Тафсир главного идеолога нового радикализма Саида Кутба (1906-1966), казненного Насером, посвящен обоснованию подтверждения К. справедливости социальной программы «братьев-мусульман». Опираясь на работы видных предшественников, он использовал в тафсире самые разнообразные сочинения - от стихов Омара Хайяма до трудов Дж. Хаксли (1887-1975), одного из создателей синтетической теории эволюции. Важно отметить, что взгляды Кутба и его единомышленников были негативно встречены в мусульманской среде. Его оппонентов можно найти среди представителей самых различных течений мусульм. мысли.

Одним из мусульманских мыслителей, чье наследие в этой связи особенно актуально, является Мухаммаджан Рустамов (1892-1989), более известный как Домулла Хиндустани - крупнейший теолог-ханафит Ферганской долины и Таджикистана. В кон. 50-х гг. XX в. Хиндустани организовал нелегальное обучение (худжра) небольшой группы своих прихожан. Со временем количество обучавшихся возросло, среди них были ныне известные в регионе и особенно в Фергане мусульм. деятели. Помимо преподавания Хиндустани занимался лит. творчеством - писал трактаты, комментарии к религ. сочинениям и мистической поэзии. Наиболее капитальный его труд - комментарий к К. в 6 томах (на узбек. яз.), завершенный в 1984 г., можно считать ответом на сочинения идеологов исламского радикализма. Он остается пока неопубликованным.

В шиитском исламе новые идеологические концепции активно разрабатывались, в частности, в трудах Али Шариати (1933-1977), одного из предтеч иран. революции, таинственным образом убитого в Лондоне. Экзегетику имама Хомейни (1902-1989), как и шиитскую экзегетику в целом, характеризуют 2 принципиальных подхода. Это политизированность, постоянное соотнесение К. и совр. реалий и внимание к символико-аллегорическим, мистическим аспектам толкования.

Вышедший в 1963 г. «Большой тафсир» движения «Ахмадия» в 5 томах претендует на роль своеобразной энциклопедии и опирается не только на традиционные источники и труды основателя движения пророка и чудотворца Мирзы Гулама Ахмада (ок. 1839-1908), объявившего себя воплощением мусульм. махди, христ. мессии и Кришны индуистов. При подготовке тафсира использовались крупнейшие энциклопедии, работы зап. ориенталистов (напр., Э. Ж. Ренана, Э. М. Уэрри, А. Минганы, Ф. Хитти), социологов, философов и историков (напр., Т. Карлейля, З. Фрейда, А. Тойнби).

Несмотря на резко отрицательное отношение виднейших совр. экзегетов, продолжает развиваться т. н. научное истолкование К. (ат-тафсир ал-илми). Для адептов этого направления, таких как тур. инженер Мехмет Шюкрю Сезер, выпустивший в 1965 г. в Анкаре кн. «Положительные науки в Коране», или египтянин Абд ар-Раззак Нуфл, автор соч. «Аллах и современная наука» (Каир, 1957), весь текст К.- это и постоянно звучащее и обновляющееся пророчество о совр. научных достижениях, и криптограмма, посредством к-рой сообщения об этих достижениях были зашифрованы.

• ЗАДАНИЯ К УПРАЖНЕНИЮ:
1 – В каком году, согласно тексту о тафсире, был завершен шеститомный комментарий Домуллы Хиндустани?
2 – Повторите фрагмент текста о тафсире между словами «Одним из мусульманских» и «остается пока неопубликованным.», включительно.
Записи, которые приводятся далее, с текстом о тафсире не связаны.

• ИСХОДНЫЕ ДАННЫЕ:
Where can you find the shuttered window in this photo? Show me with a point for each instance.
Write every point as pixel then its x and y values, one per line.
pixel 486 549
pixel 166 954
---
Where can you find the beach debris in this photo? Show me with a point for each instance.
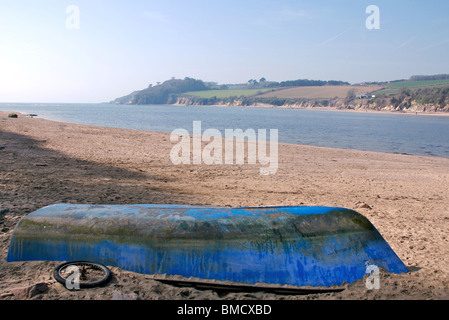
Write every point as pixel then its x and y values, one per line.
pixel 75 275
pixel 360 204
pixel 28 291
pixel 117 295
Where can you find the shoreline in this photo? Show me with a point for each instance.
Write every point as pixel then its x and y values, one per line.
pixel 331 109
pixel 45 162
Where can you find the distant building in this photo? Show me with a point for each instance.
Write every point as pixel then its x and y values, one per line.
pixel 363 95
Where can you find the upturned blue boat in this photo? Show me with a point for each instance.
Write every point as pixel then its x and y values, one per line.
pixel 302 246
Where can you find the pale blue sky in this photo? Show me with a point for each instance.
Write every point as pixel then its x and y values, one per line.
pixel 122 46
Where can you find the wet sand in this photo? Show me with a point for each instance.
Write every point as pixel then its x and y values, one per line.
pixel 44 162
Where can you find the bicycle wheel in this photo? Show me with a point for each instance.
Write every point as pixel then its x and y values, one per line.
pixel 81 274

• ОТВЕТЫ ПО ЗАДАНИЯМ:
1 – В 1984 году.

2 –
Одним из мусульманских мыслителей, чье наследие в этой связи особенно актуально, является Мухаммаджан Рустамов (1892-1989), более известный как Домулла Хиндустани - крупнейший теолог-ханафит Ферганской долины и Таджикистана. В кон. 50-х гг. XX в. Хиндустани организовал нелегальное обучение (худжра) небольшой группы своих прихожан. Со временем количество обучавшихся возросло, среди них были ныне известные в регионе и особенно в Фергане мусульм. деятели. Помимо преподавания Хиндустани занимался лит. творчеством - писал трактаты, комментарии к религ. сочинениям и мистической поэзии. Наиболее капитальный его труд - комментарий к К. в 6 томах (на узбек. яз.), завершенный в 1984 г., можно считать ответом на сочинения идеологов исламского радикализма. Он остается пока неопубликованным.